• [AIM OF THE EXERCISE]: Return the records in full, exactly as given.

• [EXCERPTED DATA]:

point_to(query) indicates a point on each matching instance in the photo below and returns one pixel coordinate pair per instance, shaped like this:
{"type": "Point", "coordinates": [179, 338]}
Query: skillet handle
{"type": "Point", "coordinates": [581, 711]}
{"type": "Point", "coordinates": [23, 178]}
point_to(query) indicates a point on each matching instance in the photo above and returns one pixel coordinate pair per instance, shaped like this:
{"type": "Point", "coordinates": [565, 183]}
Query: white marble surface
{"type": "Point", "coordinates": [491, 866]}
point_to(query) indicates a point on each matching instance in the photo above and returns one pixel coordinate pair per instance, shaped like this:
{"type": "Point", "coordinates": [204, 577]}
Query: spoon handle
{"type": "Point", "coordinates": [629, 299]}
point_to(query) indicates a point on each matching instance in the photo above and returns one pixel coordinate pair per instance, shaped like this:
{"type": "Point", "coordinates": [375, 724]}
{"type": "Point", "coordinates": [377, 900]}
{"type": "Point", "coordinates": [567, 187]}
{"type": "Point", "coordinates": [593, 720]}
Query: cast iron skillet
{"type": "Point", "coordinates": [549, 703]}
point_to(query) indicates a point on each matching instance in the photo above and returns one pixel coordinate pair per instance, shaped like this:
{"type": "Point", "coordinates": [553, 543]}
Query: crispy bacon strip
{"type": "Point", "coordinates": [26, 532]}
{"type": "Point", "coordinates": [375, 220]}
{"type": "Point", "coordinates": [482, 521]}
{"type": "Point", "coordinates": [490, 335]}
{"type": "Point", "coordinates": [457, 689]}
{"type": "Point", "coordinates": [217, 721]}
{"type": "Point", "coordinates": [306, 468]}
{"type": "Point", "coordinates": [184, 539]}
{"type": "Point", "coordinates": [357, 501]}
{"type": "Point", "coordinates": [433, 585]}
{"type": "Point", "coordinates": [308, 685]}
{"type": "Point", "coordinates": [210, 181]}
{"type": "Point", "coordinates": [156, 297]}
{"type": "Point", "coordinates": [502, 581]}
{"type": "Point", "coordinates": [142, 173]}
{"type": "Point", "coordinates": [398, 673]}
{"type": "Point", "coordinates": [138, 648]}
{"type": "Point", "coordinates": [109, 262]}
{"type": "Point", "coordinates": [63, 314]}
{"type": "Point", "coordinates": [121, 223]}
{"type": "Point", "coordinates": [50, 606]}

• [RESULT]:
point_to(query) indicates a point on each matching instance in the photo below and returns one pixel coordinate pair per instance, shaped like this:
{"type": "Point", "coordinates": [179, 338]}
Query: skillet handle
{"type": "Point", "coordinates": [581, 711]}
{"type": "Point", "coordinates": [23, 178]}
point_to(query) indicates a point on each matching instance in the photo above and returns one pixel coordinate pair per instance, shaped like this:
{"type": "Point", "coordinates": [565, 183]}
Query: white marble surface
{"type": "Point", "coordinates": [491, 866]}
point_to(query) indicates a point on each matching instance in the photo above and returns one pixel coordinate pair per instance, shaped like this:
{"type": "Point", "coordinates": [204, 577]}
Query: spoon handle
{"type": "Point", "coordinates": [629, 299]}
point_to(query) indicates a point on each matching instance in the photo above and returns one pixel coordinate pair per instance, shaped like this:
{"type": "Point", "coordinates": [375, 724]}
{"type": "Point", "coordinates": [377, 900]}
{"type": "Point", "coordinates": [567, 187]}
{"type": "Point", "coordinates": [593, 720]}
Query: cast iron skillet
{"type": "Point", "coordinates": [549, 703]}
point_to(query) indicates a point on each matching instance in the photo above and returns one pixel coordinate pair per instance, shaped like this:
{"type": "Point", "coordinates": [553, 543]}
Query: crispy bacon strip
{"type": "Point", "coordinates": [26, 532]}
{"type": "Point", "coordinates": [375, 220]}
{"type": "Point", "coordinates": [482, 521]}
{"type": "Point", "coordinates": [490, 335]}
{"type": "Point", "coordinates": [457, 689]}
{"type": "Point", "coordinates": [217, 721]}
{"type": "Point", "coordinates": [306, 468]}
{"type": "Point", "coordinates": [184, 539]}
{"type": "Point", "coordinates": [357, 501]}
{"type": "Point", "coordinates": [433, 585]}
{"type": "Point", "coordinates": [308, 685]}
{"type": "Point", "coordinates": [210, 181]}
{"type": "Point", "coordinates": [156, 297]}
{"type": "Point", "coordinates": [502, 581]}
{"type": "Point", "coordinates": [142, 173]}
{"type": "Point", "coordinates": [398, 673]}
{"type": "Point", "coordinates": [138, 648]}
{"type": "Point", "coordinates": [109, 262]}
{"type": "Point", "coordinates": [63, 314]}
{"type": "Point", "coordinates": [121, 223]}
{"type": "Point", "coordinates": [50, 606]}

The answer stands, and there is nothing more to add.